> [Compiti]:
a - Cita alla lettera, dal brano su Eugenio Emanuele e Cesare Saluzzo, il passo che inizia con "Eugenio Emanuele è" e termina con "luogotenente a Napoli.".
b - Secondo il brano su Eugenio Emanuele e Cesare Saluzzo, in quale data Cesare Saluzzo di Monesiglio fu nominato capo precettore dei principi Vittorio Emanuele e Ferdinando?
c - Prosegui il brano su Eugenio Emanuele e Cesare Saluzzo dopo la sua ultima frase.

Eugenio Emanuele è figlio di Giuseppe Maria di Savoia-Carignano Conte di Villafranca e di Paolina Benedetta de La Vauguyon, a sua volta figlia del duca Paolo, pari di Francia. Nel 1825 Carlo Alberto lo ha chiamato a Torino per farlo educare nel collegio dei gesuiti e nel 1834 lo ha integrato nei diritti di principe del sangue. Il 29 marzo 1849 riceverà il titolo di altezza reale. Destinato alla marina da guerra, ne diverrà Comandante Generale nel 1844: sarà Luogotenente del Regno durante le guerre di indipendenza, reggente in Toscana e luogotenente a Napoli.
Cesare Saluzzo di Monesiglio, appartenente a una delle più antiche famiglie aristocratiche piemontesi, l'8 maggio 1830 è stato nominato da Re Carlo Felice capo precettore dei principi Vittorio Emanuele e Ferdinando. Il loro padre, divenuto Re il 30 giugno 1831, lo ha confermato in tale incarico: rimarrà loro governatore proprio fino al 1838.

> [Voci elencate]:

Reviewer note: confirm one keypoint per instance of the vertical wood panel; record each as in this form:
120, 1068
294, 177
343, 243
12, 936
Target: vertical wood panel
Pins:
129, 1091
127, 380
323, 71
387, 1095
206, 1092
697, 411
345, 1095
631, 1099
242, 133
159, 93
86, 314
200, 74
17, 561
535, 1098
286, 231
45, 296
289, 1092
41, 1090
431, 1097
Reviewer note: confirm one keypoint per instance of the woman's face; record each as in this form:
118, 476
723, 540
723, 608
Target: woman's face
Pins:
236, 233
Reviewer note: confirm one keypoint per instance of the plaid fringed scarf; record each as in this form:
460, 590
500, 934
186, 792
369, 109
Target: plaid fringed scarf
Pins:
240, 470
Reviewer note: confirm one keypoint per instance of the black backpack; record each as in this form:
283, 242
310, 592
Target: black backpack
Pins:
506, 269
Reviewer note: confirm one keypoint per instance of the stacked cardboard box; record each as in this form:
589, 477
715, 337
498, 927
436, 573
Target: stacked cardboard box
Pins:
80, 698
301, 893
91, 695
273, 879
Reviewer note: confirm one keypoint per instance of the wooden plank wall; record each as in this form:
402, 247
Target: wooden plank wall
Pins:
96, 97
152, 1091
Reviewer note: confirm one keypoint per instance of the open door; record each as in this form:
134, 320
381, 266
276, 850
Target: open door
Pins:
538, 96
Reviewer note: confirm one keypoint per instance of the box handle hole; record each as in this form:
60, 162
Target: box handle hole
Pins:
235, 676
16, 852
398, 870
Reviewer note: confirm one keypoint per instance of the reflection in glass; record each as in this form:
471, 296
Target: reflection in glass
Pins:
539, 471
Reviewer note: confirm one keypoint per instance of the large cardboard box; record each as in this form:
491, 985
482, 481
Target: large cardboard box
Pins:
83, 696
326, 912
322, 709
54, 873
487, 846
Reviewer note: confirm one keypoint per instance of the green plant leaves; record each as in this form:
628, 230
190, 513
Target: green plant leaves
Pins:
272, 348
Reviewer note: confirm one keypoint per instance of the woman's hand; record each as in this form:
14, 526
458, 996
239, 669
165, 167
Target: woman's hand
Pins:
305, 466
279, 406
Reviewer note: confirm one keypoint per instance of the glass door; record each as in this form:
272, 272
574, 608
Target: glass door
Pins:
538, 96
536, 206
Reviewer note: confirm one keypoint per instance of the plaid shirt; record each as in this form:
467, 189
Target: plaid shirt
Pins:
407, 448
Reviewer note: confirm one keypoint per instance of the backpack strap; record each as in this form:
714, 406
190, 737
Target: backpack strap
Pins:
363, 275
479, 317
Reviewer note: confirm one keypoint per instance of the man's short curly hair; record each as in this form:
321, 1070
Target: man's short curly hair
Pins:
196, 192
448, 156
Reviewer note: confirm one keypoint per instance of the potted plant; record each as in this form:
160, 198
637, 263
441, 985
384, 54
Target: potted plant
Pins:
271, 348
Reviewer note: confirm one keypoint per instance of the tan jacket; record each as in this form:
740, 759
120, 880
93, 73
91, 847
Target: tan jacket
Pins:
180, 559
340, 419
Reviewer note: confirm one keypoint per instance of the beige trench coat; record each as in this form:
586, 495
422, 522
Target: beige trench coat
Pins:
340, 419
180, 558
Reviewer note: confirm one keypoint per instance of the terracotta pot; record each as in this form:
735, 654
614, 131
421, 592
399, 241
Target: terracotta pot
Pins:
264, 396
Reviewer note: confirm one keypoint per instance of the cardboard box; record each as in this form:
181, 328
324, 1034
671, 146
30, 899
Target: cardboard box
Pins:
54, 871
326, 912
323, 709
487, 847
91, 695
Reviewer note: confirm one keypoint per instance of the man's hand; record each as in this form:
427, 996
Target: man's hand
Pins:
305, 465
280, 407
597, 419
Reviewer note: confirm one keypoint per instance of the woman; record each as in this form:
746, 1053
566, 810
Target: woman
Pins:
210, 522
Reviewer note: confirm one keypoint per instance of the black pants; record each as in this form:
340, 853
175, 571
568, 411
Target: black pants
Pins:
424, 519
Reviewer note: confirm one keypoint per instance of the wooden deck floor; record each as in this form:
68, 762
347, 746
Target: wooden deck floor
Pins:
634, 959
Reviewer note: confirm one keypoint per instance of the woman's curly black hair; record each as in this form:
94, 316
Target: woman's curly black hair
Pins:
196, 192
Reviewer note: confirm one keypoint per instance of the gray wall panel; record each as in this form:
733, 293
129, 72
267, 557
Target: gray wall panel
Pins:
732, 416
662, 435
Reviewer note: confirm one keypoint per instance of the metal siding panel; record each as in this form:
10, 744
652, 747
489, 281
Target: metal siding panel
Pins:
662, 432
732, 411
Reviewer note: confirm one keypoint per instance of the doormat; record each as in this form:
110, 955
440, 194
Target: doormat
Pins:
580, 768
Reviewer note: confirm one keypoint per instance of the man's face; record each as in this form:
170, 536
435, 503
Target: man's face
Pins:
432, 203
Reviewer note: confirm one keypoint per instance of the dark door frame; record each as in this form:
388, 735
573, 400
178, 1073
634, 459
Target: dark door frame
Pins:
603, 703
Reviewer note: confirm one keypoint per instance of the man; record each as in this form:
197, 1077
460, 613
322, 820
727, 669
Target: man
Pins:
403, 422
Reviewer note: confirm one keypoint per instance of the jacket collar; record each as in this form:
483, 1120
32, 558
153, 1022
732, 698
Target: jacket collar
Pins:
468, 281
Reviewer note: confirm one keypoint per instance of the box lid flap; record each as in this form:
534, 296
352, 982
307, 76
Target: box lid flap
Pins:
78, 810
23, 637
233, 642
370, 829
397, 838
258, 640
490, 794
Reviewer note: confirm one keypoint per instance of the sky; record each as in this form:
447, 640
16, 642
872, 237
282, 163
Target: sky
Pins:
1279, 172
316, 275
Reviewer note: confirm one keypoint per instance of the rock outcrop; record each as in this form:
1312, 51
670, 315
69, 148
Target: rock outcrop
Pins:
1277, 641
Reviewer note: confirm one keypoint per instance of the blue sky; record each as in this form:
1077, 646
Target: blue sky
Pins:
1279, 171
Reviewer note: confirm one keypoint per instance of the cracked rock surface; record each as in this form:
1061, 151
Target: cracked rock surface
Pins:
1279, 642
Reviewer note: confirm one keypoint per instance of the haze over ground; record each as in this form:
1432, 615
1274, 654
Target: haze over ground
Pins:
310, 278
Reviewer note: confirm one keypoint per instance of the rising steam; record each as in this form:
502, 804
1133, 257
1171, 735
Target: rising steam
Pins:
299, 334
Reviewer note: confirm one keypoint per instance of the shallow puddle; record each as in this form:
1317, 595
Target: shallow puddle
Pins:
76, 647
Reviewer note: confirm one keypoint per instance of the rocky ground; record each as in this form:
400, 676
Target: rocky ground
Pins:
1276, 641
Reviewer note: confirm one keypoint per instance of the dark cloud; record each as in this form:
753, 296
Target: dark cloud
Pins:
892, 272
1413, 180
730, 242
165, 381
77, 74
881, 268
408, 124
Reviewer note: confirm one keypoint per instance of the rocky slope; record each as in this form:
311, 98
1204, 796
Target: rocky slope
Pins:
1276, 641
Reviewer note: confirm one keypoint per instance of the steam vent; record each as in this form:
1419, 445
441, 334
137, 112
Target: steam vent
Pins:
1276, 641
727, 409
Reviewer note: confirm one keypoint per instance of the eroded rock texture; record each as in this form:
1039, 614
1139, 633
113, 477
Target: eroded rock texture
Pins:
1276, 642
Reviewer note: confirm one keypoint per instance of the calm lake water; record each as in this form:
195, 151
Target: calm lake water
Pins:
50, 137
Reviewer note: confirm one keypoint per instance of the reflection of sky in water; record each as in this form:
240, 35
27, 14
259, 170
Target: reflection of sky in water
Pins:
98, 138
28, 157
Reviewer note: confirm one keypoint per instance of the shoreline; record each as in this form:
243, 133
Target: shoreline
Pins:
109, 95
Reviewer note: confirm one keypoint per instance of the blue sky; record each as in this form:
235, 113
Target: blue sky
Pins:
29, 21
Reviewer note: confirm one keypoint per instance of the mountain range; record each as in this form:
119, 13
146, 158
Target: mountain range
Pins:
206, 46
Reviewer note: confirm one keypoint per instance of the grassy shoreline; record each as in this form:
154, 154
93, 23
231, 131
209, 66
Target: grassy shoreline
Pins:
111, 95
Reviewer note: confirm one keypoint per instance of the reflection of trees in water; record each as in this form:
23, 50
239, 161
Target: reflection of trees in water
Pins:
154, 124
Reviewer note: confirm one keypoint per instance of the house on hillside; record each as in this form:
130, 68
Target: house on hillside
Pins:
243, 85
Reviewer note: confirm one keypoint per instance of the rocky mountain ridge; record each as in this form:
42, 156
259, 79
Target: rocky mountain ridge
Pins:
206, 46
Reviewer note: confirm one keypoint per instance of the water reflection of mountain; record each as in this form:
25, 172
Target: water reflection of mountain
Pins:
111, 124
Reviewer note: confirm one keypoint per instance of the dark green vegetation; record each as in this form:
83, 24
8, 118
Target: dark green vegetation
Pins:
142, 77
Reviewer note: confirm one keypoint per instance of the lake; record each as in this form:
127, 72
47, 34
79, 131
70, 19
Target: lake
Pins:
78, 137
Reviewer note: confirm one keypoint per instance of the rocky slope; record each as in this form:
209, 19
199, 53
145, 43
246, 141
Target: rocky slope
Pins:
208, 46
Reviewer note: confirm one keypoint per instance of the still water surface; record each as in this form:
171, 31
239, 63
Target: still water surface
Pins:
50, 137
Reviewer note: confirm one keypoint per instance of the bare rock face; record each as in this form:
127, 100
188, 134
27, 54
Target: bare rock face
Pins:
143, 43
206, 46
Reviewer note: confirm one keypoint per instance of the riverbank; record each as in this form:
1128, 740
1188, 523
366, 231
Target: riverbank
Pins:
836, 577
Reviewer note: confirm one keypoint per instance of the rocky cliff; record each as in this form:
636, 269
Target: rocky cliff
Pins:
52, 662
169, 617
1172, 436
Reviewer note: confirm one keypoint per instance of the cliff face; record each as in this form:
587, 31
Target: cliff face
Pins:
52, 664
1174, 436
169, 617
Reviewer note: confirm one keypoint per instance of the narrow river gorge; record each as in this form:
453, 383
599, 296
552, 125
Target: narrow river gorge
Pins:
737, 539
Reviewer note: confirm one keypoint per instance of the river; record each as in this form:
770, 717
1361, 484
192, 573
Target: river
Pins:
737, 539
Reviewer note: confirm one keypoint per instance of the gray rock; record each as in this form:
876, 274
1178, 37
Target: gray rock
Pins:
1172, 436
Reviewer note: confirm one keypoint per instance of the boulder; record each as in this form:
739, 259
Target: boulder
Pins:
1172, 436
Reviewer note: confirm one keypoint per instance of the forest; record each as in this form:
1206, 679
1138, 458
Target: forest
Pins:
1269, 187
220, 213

> [Soluzioni dei compiti]:
a -
Eugenio Emanuele è figlio di Giuseppe Maria di Savoia-Carignano Conte di Villafranca e di Paolina Benedetta de La Vauguyon, a sua volta figlia del duca Paolo, pari di Francia. Nel 1825 Carlo Alberto lo ha chiamato a Torino per farlo educare nel collegio dei gesuiti e nel 1834 lo ha integrato nei diritti di principe del sangue. Il 29 marzo 1849 riceverà il titolo di altezza reale. Destinato alla marina da guerra, ne diverrà Comandante Generale nel 1844: sarà Luogotenente del Regno durante le guerre di indipendenza, reggente in Toscana e luogotenente a Napoli.

b - L'8 maggio 1830.

c -
I principi giungono a Susa la sera del 26 luglio: l’episodio suscita una vasta risonanza in tutto il circondario. Alloggiano nel palazzo vescovile, ospiti di Monsignor Pio Vincenzo Forzani, uomo appartenente ad una nobile famiglia di tradizioni ecclesiastiche di Mondovì, che sarà eletto Vescovo della diocesi valsusina il 23 dicembre di quell’anno.
Vittorio Emanuele
Ferdinando, Duca di Genova
Eugenio Emanuele
Il giorno dopo, in groppa ad alcuni robusti muli, accompagnati da due cantonieri del Moncenisio, da un conducente, da un sergente della scorta e dal prevosto Canonico Emiliano Breida, si avviano verso il Rocciamelone.
Le cronache dell’epoca ci raccontano di un’accoglienza calorosa degli abitanti delle frazioni di Mompantero e di numerosi giovani accorsi a vedere i figli del Re: un evento che non capita poi così spesso.
Dopo una lunga sosta alla borgata montana del Trucco, la comitiva giunge ai 2854 metri del rifugio Ca' d'Asti dove pernotta all'interno dell’annessa Cappella settecentesca. La serata è rallegrata da una cena a base di polenta.
Il mattino successivo il gruppo partecipa alla messa celebrata dal Canonico Breida, poi riprende il cammino per la vetta: la cima è raggiunta senza alcun problema.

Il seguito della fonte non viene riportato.